### [Reading text]
begin

Dr STONE (5:02 PM) —I rise to speak on the Resale Royalty Right for Visual Artists Bill 2008. This bill establishes a scheme that allows visual artists to claim a share of the proceeds of each successive commercial resale of the original artwork. It also maintains the artist’s interests in the ongoing sale of works for 70 years after the death of the artist.

This scheme, which was an election commitment by the Labor Party more than 18 months ago as part of the Labor election platform, has taken an extraordinary time in incubation, and sadly the minister still has not got a great outcome. Other countries in Europe and the UK have developed such schemes. It does not seem, however, that the Labor government has selected the best elements of these other international schemes or learned from their mistakes. For example, the bill will only apply to the resale of artworks acquired after the bill comes into effect. The works will attract a five per cent royalty, with no maximum cap. The scheme applies from the second sale of eligible art over $1,000 or more in value, including GST but excluding any other charges. The government plans to establish a collection organisation; however, individual artists can choose not to use this organisation or not to receive a royalty at all.

end

### [Jobs]
1. List each detail of the resale royalty scheme that the speech gives after the words "For example".
2. Answer the following from the speech on the resale royalty bill:
(a) For how long after the artist's death does the scheme maintain the artist's interests?
(b) What was the scheme more than 18 months earlier?
(c) Where, according to the speaker, have other such schemes been developed?
3. Resume the speech on the resale royalty bill after its final sentence, keeping the same formal parliamentary register.

### [Stored data]
begin

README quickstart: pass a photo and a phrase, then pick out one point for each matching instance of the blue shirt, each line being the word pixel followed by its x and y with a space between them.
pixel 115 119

end

### [Responses by task]
1.
- The bill applies only to the resale of artworks acquired after it comes into effect.
- The works attract a five per cent royalty.
- The royalty has no maximum cap.
- The scheme applies from the second sale of eligible art valued at $1,000 or more, including GST but excluding any other charges.
- The government plans to establish a collection organisation.
- Individual artists can choose not to use this organisation or not to receive a royalty at all.

2.
(a) For 70 years.
(b) An election commitment by the Labor Party, made as part of the Labor election platform.
(c) In other countries in Europe and in the UK.

3.
Unfortunately, the bill limits the scheme to artworks only sold a second time after the effective date of implementation of the bill. Real auction data provided by Viscopy, or the Visual Arts Copyright Collecting Agency, for the period between 1998 and 2008 shows that only six per cent of artworks were sold a second time. This would provide an income of $460,000 for artists over the 10-year period. This is in stark contrast to the government’s exaggerated projected income figure of some $34 million for artists.

The payment of the resale royalty is further complicated as it lists four possibilities of persons who are jointly and severally liable to pay the royalty. Allowing artists to collect the resale royalty right themselves may reduce the capacity of the government’s collection organisation to sustain its operations, particularly if Australia’s top artists choose to collect their own royalties, leaving only the more difficult to locate—for example, impoverished Indigenous artists—with the collection agency as part of their responsibility.

The growth in the value of the Australian art market, particularly the rapid rise in value of Indigenous art, and the growing tendency of international art trading markets to operate royalty schemes mean that Australia should have a much better, more comprehensively thought through scheme. I am very concerned that our most vulnerable and exploited Indigenous artists may not receive royalties owed through this scheme. Traditional Indigenous artists living in remote places often do not have a will or final testament that identifies which family members or others they wish to receive future royalties after their death. This means that the benefit of the 70 years royalty flow is likely to be lost to the family or the next of kin of the people that the artist chose to be the beneficiaries.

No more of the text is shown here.